===== Supplied records =====

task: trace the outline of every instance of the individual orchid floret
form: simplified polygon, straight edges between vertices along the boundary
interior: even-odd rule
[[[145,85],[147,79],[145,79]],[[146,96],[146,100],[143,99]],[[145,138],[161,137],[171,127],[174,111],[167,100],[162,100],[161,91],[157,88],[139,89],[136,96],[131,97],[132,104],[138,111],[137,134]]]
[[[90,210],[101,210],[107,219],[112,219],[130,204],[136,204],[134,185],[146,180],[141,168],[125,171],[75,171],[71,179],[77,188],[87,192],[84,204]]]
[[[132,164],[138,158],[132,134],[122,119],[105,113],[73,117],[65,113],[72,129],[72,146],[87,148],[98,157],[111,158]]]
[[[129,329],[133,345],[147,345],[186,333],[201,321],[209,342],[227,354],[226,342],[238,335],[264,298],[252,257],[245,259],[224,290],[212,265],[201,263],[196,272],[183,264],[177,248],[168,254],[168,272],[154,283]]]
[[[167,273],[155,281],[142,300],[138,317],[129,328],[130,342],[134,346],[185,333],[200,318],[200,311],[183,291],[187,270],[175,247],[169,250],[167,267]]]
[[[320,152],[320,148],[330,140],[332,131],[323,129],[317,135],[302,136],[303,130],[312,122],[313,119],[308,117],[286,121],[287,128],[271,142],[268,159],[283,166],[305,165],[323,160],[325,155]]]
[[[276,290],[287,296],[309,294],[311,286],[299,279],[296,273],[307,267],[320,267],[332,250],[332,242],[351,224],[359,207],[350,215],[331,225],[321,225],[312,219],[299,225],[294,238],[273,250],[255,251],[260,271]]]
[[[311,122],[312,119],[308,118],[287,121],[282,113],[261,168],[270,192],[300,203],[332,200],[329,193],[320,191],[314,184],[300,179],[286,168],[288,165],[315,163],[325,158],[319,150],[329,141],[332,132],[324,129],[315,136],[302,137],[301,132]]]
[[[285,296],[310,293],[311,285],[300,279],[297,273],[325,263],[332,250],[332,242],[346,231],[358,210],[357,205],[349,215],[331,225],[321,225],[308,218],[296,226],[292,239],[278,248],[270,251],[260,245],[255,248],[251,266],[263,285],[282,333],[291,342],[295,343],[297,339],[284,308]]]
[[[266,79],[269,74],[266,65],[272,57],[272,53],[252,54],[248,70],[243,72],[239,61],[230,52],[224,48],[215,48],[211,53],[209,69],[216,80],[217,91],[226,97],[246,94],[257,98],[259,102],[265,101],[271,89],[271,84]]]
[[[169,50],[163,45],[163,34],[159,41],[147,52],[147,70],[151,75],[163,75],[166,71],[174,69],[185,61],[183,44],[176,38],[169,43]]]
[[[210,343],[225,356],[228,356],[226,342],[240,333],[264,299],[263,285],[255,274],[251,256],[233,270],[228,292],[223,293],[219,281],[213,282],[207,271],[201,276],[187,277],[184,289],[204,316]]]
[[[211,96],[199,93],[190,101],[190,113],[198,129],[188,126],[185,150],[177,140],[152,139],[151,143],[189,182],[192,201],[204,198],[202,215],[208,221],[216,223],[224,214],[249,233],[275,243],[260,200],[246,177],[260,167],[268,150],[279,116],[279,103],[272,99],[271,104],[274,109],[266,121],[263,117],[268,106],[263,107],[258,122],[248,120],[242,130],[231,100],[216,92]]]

=====

__Work request__: Exactly repeat the lines above, from the opening line through the one with "form: simplified polygon, straight", and include nothing else.

__Reply__:
task: trace the outline of every instance of the individual orchid floret
form: simplified polygon, straight edges between vertices along the boundary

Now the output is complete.